_Instrução A_: Na reportagem a seguir, reescreva de forma mais concisa o parágrafo iniciado por "Waldemar e Carlos Alberto têm histórias diferentes". Mantenha seus fatos principais.

_Texto extraído_:
• • •

Dias de Notícias

Notícias escritas e assinadas por mim, Marcelo Dias, a partir de 1998.

domingo, setembro 27, 1998

As marquises como exílio

Na Fundação Leão XIII há estrangeiros que trocaram seus países pelas ruas do Rio

RIO (Extra) - Nascido em uma família de camponeses, o polonês Waldemar Zalewski, de 64 anos, deixou sua terra natal fugindo da perseguição nazista na Segunda Guerra Mundial. Do vilarejo de Zveres, ele e sua família se mudaram para o interior de São Paulo, onde trabalharam na lavoura. Mais tarde, Waldemar tentou a sorte em Rondonópolis (MT) e no Rio.

Já o português Carlos Alberto Peixoto Alves, de 46, não guarda lembranças de Braga, cidade onde nasceu. Vivendo no Brasil desde criança, ele cresceu em Quintino, subúrbio do Rio. Quando garoto, costumava jogar bola com o franzino Artur, que mais tarde se tornaria o maior ídolo da história do Flamengo. Dos campos de pelada de Quintino, Carlos Alberto seguiu, aos 19 anos, para o campo de batalha da Bolsa de Valores do Rio de Janeiro.

Waldemar e Carlos Alberto têm histórias diferentes e destinos iguais. Ambos desembarcaram com suas famílias no Brasil, na esperança de melhorar de vida. Os dois viraram mendigos e estão internados na Fundação Leão XIII. Atualmente, há cinco estrangeiros entre as 1.500 pessoas assistidas pela instituição. Pelo último levantamento do órgão, há outros 2.094 mendigos vagando pela cidade.

Assim como 80% dos 800 internos do Centro de Recuperação Social de Campo Grande, Carlos Alberto e Waldemar romperam laços familiares e não têm endereço fixo. O polonês diz que ouve vozes e que brigou com os irmãos há 30 anos. O ex-operador do pregão conta que abandonou a mulher e as duas filhas por causa da bebida. Segundo o presidente da Fundação Leão XIII, Jaime Melo, a maior parte das pessoas que chega à entidade sofre de algum tipo de dependência química ou de problemas psiquiátricos.

• • •

_Conjunto de registros_:
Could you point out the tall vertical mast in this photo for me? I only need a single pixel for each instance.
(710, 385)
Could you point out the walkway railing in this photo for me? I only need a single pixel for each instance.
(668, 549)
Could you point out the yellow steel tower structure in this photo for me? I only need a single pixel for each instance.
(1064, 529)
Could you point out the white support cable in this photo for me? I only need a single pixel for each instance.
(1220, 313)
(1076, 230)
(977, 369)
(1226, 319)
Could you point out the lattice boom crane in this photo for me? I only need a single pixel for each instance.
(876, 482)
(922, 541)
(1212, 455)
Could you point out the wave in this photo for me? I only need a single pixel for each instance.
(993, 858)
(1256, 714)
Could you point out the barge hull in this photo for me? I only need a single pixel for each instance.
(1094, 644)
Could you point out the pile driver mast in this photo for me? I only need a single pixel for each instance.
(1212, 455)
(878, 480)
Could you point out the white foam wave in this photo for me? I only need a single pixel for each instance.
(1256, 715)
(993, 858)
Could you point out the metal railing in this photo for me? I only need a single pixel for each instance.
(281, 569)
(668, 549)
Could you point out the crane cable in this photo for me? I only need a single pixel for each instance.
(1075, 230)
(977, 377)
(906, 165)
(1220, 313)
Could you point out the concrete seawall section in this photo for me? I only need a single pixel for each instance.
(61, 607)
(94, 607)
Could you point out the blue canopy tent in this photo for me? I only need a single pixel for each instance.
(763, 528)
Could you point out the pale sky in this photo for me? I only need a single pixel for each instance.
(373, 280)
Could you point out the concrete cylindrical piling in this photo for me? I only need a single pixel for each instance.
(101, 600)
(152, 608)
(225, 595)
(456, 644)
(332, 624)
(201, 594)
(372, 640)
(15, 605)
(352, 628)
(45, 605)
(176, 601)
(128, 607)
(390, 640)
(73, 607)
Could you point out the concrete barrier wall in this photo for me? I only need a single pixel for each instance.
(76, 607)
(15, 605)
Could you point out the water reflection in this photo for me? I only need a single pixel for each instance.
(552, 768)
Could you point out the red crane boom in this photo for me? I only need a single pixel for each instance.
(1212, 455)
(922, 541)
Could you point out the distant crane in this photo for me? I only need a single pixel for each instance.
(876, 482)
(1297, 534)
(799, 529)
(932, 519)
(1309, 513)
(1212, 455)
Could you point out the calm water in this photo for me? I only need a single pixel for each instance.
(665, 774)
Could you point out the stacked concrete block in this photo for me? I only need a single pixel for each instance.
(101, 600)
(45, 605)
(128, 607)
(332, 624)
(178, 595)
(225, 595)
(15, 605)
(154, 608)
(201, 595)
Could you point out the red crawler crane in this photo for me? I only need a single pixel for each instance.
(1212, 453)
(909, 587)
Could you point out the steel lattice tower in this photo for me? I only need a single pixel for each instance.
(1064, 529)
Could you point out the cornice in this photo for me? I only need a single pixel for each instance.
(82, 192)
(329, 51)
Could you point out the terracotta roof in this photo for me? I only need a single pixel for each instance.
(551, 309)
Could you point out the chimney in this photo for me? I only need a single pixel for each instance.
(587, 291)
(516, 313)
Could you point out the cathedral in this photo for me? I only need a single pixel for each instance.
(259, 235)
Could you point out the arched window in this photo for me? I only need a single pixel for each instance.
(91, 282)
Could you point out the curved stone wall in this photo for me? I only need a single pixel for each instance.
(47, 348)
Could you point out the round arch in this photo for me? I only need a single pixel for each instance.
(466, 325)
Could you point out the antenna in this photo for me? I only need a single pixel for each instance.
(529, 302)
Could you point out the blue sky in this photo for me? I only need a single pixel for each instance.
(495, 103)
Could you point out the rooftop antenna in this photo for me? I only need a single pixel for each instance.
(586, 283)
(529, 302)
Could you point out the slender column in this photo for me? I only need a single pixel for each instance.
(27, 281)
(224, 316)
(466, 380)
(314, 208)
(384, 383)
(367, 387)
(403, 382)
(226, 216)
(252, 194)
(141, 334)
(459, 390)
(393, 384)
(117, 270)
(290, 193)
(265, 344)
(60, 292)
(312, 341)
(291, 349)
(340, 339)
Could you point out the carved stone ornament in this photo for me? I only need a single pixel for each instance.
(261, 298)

• • •

_Instrução B_: Reproduza sem alterações as linhas dos registros que vão da linha que contém "Could you point out the lattice" até a linha que contém "(1256, 714)", incluindo ambas.

_Resposta redigida A_: Com trajetórias distintas e o mesmo destino, Waldemar e Carlos Alberto vieram com as famílias para o Brasil em busca de uma vida melhor. Ambos se tornaram mendigos e estão internados na Fundação Leão XIII. A instituição assiste 1.500 pessoas, entre as quais cinco estrangeiros. Segundo o último levantamento do órgão, outros 2.094 mendigos vagam pela cidade.

_Resposta redigida B_:
Could you point out the lattice boom crane in this photo for me? I only need a single pixel for each instance.
(876, 482)
(922, 541)
(1212, 455)
Could you point out the wave in this photo for me? I only need a single pixel for each instance.
(993, 858)
(1256, 714)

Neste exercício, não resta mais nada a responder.